Of the lines in the data below, write out exactly those from the one holding "column. Do not add anything beyond the points." through the one holding "siding. Do not add anything beyond the points.", both included.
Materials provided below:
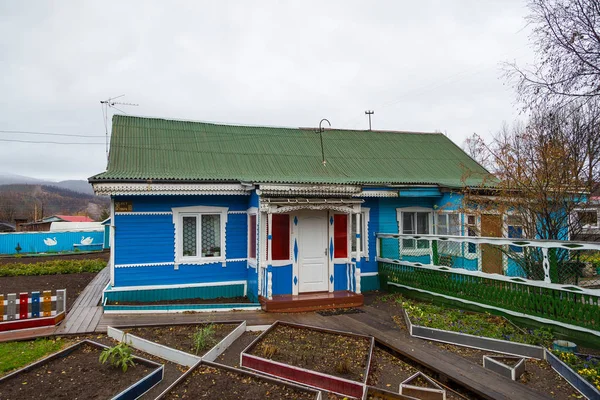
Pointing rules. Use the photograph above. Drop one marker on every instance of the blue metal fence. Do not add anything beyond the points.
End of Materials provided.
Materials provided below:
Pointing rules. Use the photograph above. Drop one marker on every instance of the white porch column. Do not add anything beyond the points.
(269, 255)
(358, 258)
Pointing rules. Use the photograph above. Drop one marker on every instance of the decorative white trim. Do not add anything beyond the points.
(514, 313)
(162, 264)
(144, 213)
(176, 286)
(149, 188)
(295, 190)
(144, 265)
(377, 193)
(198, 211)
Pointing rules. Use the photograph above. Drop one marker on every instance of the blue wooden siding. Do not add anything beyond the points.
End of Materials provided.
> Solution for this task
Pointing rules. Use the photograph above. Drop one marker on every instance of the white porch column. Do not add anything beyond the points.
(269, 255)
(358, 258)
Pointing rules. Use the photograph above. Drop one marker on every instance of the decorative white trim. Do not add anything beyond the points.
(514, 313)
(162, 264)
(144, 213)
(176, 286)
(149, 188)
(295, 190)
(144, 265)
(377, 193)
(198, 211)
Pointing rules. Use the photograph above. Drop one marker on every instance of the blue wooden siding. Do not add anything beyond the points.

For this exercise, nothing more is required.